• **Data for processing**:
....................

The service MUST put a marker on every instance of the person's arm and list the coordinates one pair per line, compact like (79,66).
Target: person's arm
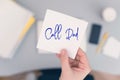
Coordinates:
(76,69)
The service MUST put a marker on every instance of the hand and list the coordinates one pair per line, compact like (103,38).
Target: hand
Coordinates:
(73,69)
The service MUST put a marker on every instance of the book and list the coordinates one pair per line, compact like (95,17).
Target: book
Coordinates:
(15,21)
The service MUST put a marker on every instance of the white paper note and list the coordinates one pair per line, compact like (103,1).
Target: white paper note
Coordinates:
(112,48)
(61,31)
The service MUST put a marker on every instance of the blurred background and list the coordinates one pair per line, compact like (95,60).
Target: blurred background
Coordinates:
(20,23)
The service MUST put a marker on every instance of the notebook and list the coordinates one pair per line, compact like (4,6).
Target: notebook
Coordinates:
(15,21)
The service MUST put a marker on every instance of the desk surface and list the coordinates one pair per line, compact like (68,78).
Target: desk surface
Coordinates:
(90,10)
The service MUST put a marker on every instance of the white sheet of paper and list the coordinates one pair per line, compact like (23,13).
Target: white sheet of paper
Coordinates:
(61,31)
(83,44)
(112,48)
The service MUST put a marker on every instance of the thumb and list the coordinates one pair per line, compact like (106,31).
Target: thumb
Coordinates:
(64,59)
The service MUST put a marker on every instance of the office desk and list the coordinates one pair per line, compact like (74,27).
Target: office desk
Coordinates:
(27,57)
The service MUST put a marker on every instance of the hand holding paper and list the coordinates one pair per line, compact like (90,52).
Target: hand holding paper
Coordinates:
(61,31)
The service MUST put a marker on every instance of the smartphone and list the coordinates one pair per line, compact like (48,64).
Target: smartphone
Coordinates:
(95,33)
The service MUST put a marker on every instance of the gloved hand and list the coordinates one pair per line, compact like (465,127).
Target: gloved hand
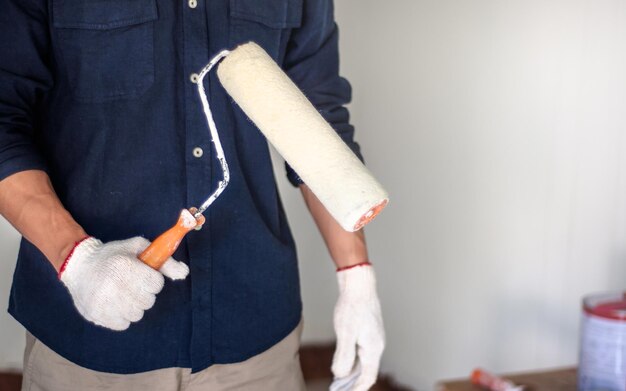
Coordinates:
(110,286)
(359,328)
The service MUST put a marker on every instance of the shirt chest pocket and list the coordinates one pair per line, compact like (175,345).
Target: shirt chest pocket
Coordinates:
(266,22)
(106,46)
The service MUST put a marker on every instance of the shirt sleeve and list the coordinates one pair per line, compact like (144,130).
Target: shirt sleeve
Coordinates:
(25,78)
(312,62)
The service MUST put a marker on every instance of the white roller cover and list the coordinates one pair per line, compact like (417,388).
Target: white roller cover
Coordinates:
(301,135)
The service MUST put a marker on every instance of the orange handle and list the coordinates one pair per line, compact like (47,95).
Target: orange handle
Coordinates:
(164,246)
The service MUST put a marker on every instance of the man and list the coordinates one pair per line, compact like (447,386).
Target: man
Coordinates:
(103,141)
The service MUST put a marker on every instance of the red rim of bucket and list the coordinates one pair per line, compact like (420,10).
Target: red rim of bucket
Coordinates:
(606,305)
(370,215)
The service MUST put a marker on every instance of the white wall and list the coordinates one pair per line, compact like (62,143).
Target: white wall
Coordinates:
(499,129)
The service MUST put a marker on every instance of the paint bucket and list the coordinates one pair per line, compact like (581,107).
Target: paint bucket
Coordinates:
(602,361)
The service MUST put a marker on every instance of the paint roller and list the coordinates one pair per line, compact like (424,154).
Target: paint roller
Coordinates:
(297,131)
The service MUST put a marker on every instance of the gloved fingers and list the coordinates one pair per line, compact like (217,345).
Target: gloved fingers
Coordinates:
(174,270)
(146,278)
(365,381)
(345,353)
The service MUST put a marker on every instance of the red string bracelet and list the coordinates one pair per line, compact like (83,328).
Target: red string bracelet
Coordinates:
(366,263)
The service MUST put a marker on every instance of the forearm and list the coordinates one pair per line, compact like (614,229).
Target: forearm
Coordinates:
(346,248)
(29,203)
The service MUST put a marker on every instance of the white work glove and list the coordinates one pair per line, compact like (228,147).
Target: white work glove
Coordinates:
(359,328)
(110,286)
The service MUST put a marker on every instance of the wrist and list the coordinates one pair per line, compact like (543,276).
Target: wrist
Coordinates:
(352,266)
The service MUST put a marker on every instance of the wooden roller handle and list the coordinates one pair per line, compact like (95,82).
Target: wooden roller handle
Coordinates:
(164,246)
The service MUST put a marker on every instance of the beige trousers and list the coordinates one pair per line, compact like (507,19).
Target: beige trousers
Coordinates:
(275,369)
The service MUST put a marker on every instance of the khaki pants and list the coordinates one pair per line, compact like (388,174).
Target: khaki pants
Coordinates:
(275,369)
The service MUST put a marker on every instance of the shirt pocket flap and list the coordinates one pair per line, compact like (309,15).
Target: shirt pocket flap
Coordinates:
(276,14)
(102,15)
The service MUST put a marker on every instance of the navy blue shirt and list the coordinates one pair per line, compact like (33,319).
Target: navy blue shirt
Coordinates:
(98,93)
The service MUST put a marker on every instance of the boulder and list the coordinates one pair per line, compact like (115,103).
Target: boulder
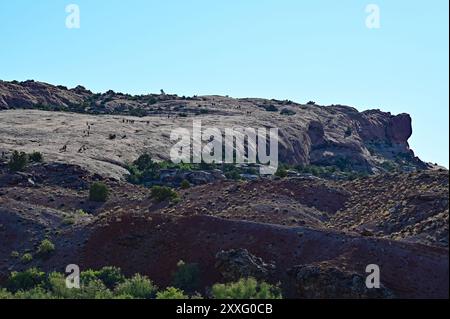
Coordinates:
(321,281)
(235,264)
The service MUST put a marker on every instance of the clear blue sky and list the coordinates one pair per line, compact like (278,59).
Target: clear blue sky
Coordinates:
(315,50)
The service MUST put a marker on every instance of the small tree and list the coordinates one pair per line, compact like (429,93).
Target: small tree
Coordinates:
(25,280)
(98,192)
(171,293)
(137,287)
(185,184)
(26,258)
(187,277)
(18,161)
(162,193)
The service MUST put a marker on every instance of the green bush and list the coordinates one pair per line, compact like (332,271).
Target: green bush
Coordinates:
(18,161)
(25,280)
(185,184)
(36,157)
(35,293)
(139,287)
(162,193)
(171,293)
(46,247)
(26,258)
(246,289)
(98,192)
(95,289)
(110,276)
(5,294)
(187,277)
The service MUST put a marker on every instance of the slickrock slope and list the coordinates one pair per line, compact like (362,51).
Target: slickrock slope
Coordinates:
(370,141)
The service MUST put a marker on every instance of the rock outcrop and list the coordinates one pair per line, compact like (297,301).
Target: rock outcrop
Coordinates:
(310,134)
(323,281)
(239,263)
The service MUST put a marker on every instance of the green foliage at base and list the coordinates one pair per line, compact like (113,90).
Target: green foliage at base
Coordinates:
(98,192)
(110,283)
(247,288)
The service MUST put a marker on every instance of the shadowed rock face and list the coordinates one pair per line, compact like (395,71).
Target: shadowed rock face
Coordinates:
(309,134)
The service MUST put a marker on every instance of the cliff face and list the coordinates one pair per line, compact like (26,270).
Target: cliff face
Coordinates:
(310,134)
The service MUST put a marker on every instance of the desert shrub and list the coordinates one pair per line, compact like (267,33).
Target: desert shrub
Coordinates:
(247,288)
(110,276)
(162,193)
(25,280)
(34,293)
(95,289)
(46,247)
(36,157)
(348,131)
(98,192)
(18,161)
(138,112)
(68,220)
(185,184)
(26,258)
(139,287)
(187,277)
(270,108)
(171,293)
(5,294)
(56,284)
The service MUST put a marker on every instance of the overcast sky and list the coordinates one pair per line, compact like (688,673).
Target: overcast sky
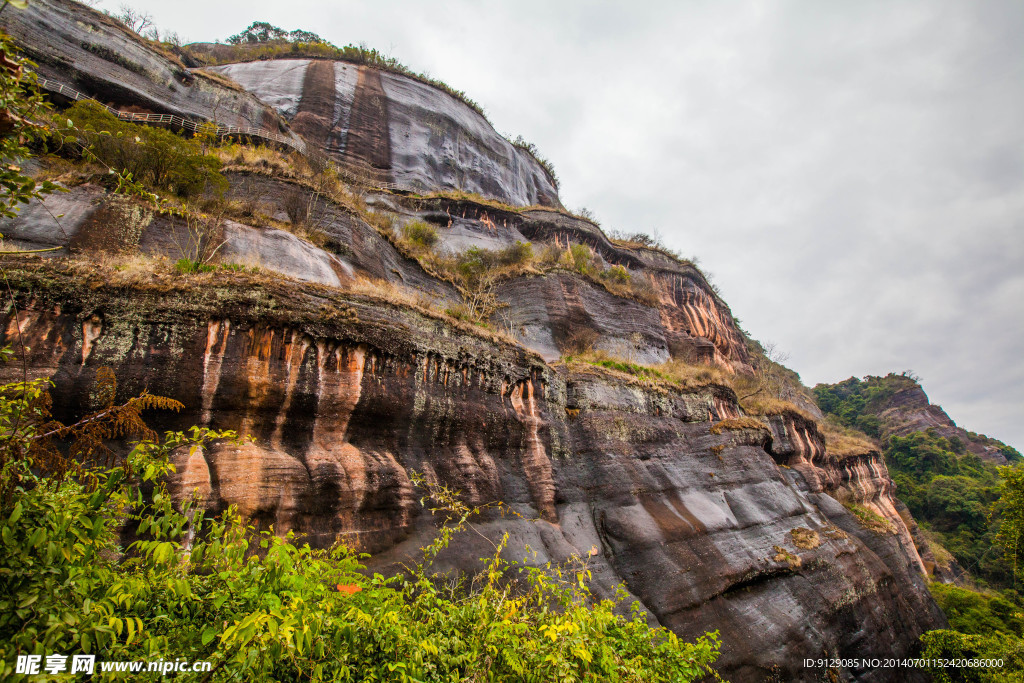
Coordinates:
(850,174)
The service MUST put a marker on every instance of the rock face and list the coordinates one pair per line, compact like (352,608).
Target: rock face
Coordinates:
(712,519)
(345,396)
(91,52)
(406,131)
(909,411)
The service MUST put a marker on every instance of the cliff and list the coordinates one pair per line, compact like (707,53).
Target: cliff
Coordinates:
(346,359)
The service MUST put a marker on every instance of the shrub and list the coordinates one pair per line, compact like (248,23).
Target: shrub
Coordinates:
(258,606)
(420,233)
(20,103)
(155,156)
(616,273)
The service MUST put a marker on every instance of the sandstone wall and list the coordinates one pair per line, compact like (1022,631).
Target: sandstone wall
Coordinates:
(699,520)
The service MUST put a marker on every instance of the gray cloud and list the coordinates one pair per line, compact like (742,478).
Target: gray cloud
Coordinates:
(851,173)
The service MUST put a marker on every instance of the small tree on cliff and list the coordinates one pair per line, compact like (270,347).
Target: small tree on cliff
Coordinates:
(1010,509)
(258,606)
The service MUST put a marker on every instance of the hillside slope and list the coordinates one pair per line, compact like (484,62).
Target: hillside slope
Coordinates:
(359,334)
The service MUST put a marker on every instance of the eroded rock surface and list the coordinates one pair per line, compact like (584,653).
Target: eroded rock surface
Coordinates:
(409,132)
(909,411)
(345,396)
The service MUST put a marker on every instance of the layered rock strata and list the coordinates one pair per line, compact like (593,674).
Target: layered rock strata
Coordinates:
(95,54)
(399,129)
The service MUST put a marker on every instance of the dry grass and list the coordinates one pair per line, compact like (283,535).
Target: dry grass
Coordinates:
(805,539)
(690,376)
(674,373)
(262,160)
(768,406)
(843,441)
(943,558)
(736,424)
(219,79)
(424,303)
(869,519)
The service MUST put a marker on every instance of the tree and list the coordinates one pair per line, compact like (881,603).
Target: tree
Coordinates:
(1011,509)
(135,19)
(22,108)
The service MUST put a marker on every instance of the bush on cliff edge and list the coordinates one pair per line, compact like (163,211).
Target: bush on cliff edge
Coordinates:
(261,607)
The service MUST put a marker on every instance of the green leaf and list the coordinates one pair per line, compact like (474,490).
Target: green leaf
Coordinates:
(16,514)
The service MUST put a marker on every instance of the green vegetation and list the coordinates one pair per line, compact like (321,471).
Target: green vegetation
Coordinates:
(264,41)
(20,108)
(870,519)
(153,156)
(674,373)
(258,606)
(420,233)
(948,489)
(187,266)
(986,625)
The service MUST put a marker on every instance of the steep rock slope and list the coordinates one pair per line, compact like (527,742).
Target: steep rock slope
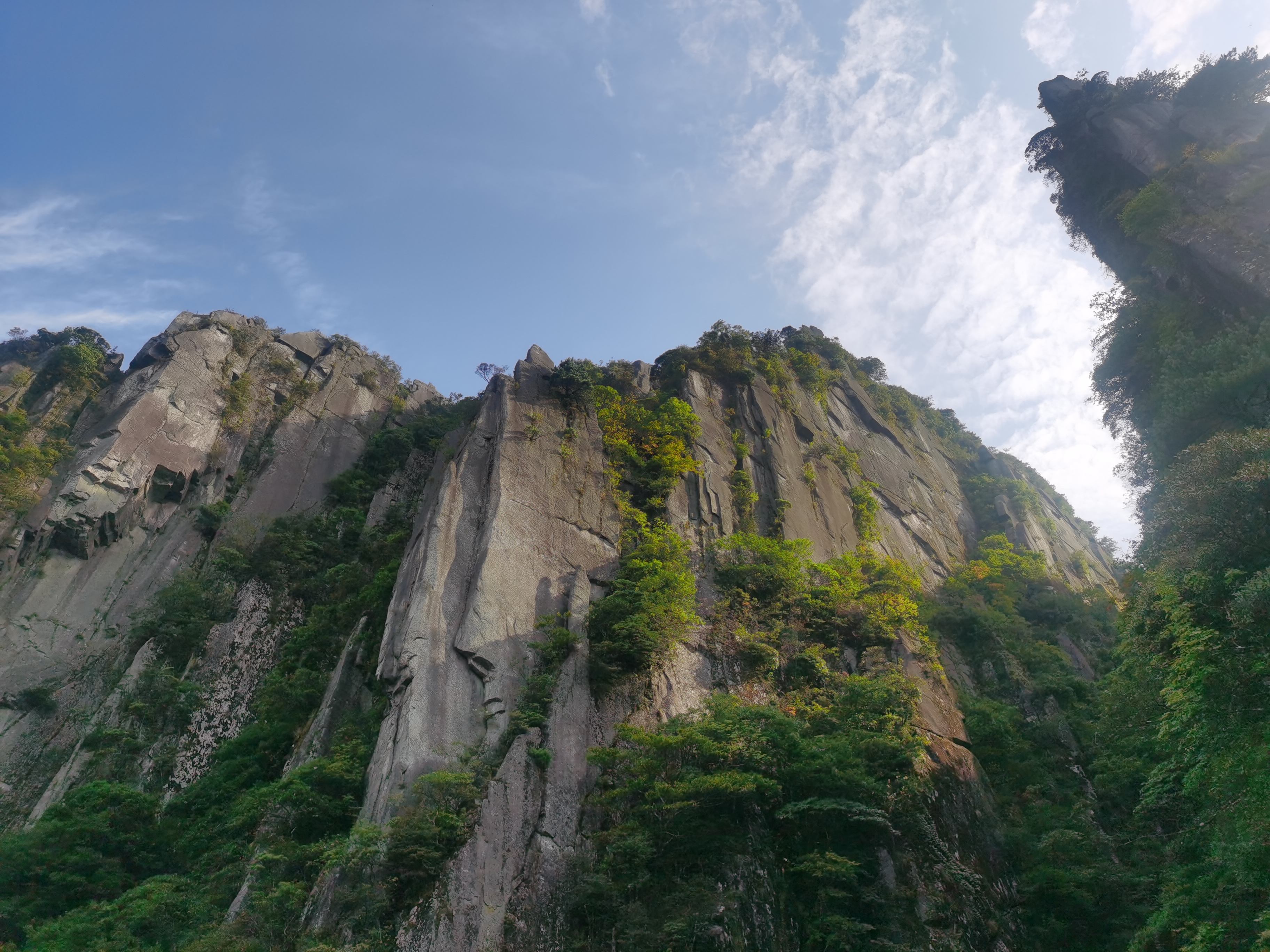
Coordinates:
(455,656)
(1166,177)
(496,544)
(216,408)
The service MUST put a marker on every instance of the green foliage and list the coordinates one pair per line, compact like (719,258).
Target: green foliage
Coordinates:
(211,517)
(1231,79)
(573,380)
(812,613)
(648,442)
(238,402)
(78,367)
(1184,376)
(101,865)
(743,808)
(76,362)
(1033,720)
(426,833)
(101,841)
(164,913)
(649,609)
(864,511)
(388,450)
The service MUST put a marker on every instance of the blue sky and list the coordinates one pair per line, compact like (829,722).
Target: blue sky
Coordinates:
(453,182)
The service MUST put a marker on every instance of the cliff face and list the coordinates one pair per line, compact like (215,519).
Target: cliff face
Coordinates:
(218,408)
(1111,141)
(1168,178)
(221,426)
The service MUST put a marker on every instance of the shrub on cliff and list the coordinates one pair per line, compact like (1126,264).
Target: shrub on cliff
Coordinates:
(648,611)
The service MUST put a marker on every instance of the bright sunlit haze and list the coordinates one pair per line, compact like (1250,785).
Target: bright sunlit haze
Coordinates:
(450,183)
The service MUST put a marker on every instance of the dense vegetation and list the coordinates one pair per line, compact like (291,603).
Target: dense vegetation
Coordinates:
(57,375)
(766,813)
(798,807)
(112,866)
(1183,374)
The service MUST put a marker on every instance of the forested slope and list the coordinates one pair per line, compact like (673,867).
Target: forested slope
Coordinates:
(1166,177)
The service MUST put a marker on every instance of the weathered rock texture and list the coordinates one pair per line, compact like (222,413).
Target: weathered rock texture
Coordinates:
(516,527)
(218,407)
(925,518)
(515,523)
(1107,149)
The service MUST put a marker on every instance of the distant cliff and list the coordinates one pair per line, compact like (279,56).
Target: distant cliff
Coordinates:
(345,636)
(1166,177)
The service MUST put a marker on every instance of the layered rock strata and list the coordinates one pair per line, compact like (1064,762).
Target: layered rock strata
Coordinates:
(216,408)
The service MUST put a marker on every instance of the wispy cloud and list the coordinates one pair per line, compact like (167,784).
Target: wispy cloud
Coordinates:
(594,11)
(47,234)
(605,74)
(914,230)
(96,318)
(1166,31)
(260,214)
(1048,32)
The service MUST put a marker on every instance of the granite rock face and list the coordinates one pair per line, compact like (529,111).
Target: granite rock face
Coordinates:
(515,527)
(515,523)
(216,408)
(505,532)
(1216,158)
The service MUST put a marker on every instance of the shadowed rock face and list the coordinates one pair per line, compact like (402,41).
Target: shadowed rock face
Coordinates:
(1107,151)
(501,539)
(510,531)
(117,521)
(515,522)
(924,518)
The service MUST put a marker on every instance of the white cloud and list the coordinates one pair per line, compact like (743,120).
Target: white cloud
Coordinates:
(1048,31)
(258,215)
(1166,31)
(605,74)
(594,11)
(47,235)
(914,230)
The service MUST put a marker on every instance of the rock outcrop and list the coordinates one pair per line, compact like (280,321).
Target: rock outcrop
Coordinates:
(1107,144)
(517,526)
(221,426)
(216,408)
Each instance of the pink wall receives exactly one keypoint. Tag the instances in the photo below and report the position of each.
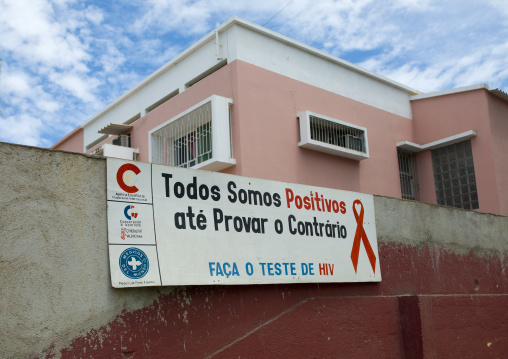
(266, 132)
(439, 117)
(498, 110)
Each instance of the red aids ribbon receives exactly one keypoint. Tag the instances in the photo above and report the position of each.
(361, 236)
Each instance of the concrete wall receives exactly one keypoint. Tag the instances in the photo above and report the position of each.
(444, 291)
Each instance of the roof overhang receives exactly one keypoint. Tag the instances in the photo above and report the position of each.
(414, 147)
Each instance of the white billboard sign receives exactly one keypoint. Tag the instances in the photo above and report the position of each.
(176, 226)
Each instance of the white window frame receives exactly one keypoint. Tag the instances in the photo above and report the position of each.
(306, 140)
(221, 134)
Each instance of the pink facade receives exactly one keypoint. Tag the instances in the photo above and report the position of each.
(265, 134)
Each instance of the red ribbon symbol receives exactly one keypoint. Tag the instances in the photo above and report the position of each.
(361, 236)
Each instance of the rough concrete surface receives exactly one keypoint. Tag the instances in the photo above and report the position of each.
(54, 254)
(420, 224)
(56, 297)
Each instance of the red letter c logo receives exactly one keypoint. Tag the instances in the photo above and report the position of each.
(119, 177)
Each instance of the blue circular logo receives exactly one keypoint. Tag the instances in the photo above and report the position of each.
(134, 263)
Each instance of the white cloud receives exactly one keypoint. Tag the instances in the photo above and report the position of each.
(23, 129)
(65, 59)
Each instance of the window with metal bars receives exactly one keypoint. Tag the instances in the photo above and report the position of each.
(336, 134)
(408, 176)
(185, 142)
(329, 135)
(454, 176)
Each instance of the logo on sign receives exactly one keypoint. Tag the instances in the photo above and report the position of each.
(129, 214)
(126, 177)
(134, 263)
(361, 236)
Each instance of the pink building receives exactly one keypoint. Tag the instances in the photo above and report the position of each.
(248, 101)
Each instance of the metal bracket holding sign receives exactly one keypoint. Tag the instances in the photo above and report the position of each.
(177, 226)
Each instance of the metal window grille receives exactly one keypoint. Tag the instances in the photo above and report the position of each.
(408, 176)
(337, 134)
(454, 176)
(185, 142)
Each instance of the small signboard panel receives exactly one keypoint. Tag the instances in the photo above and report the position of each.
(177, 226)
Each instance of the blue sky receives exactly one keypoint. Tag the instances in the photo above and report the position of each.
(64, 60)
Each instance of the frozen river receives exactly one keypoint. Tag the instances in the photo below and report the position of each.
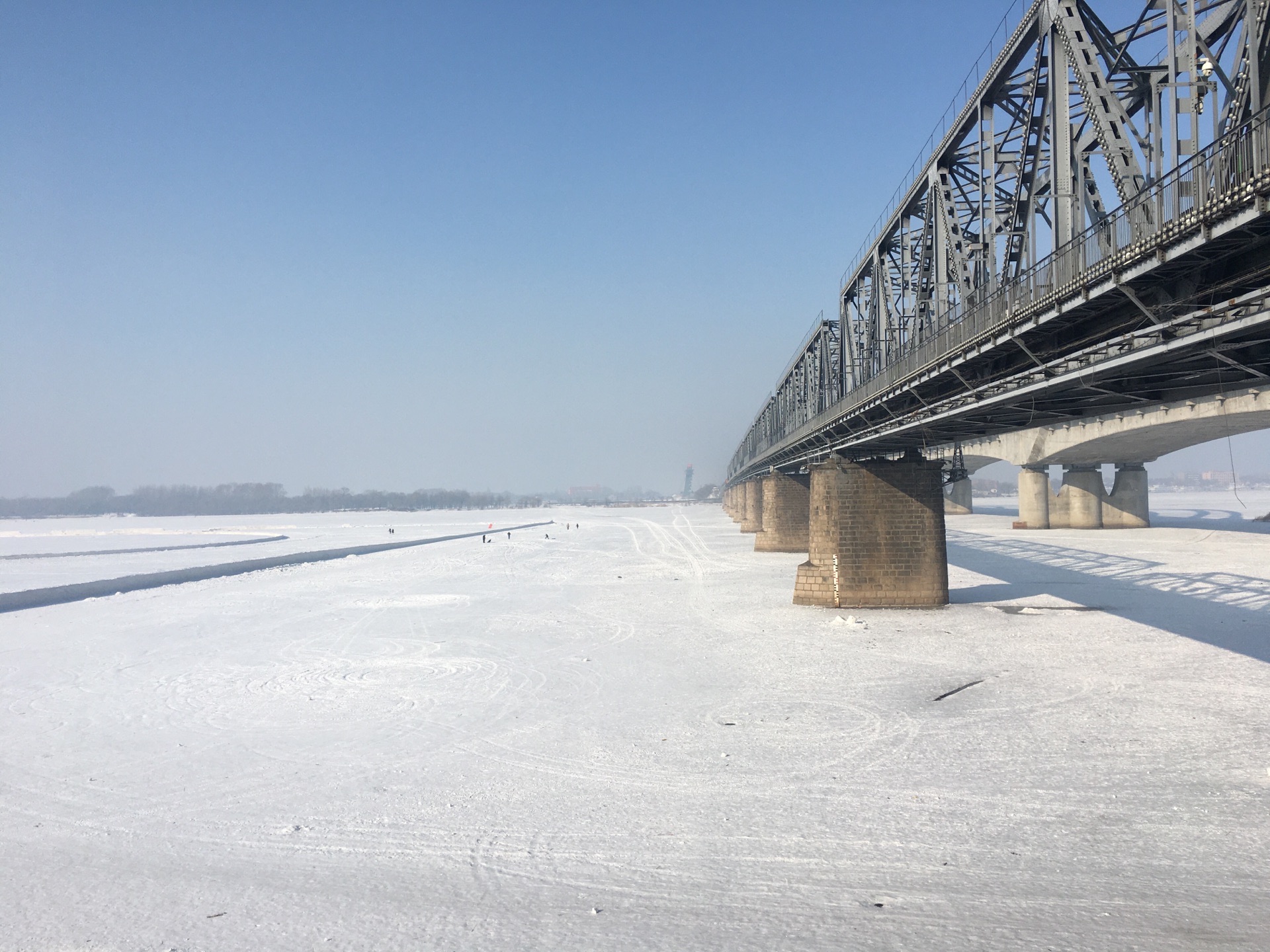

....................

• **Aim**: Reproduce word for word the entries from the line containing "Each instance of the pink building" through the end of the entries, leaving out the pictures.

• **Final result**:
Each instance of the pink building receives exactly one keypoint. Tag the instances in the photo above and report the position of each.
(248, 101)
Each instance of the metal bracket holding sign receives exactly one keypoint. Tag the instances in the photo above and report the position of each.
(177, 226)
Each instance of the metal window grille receives exactly one keypoint. Tag the instances in the photo above and report the position of each.
(408, 176)
(337, 134)
(454, 176)
(185, 142)
Each instance of the small signboard panel receives exactly one keypoint. Tag the instances in the photo above and report the position of each.
(177, 226)
Each instance of the blue sky receives exactly one keypoint. Tag the instances in the photo above and report the position of each.
(64, 60)
Each instance of the frozen river receives exactly one keypoint. Tag the instances in the photo below and report the position of each.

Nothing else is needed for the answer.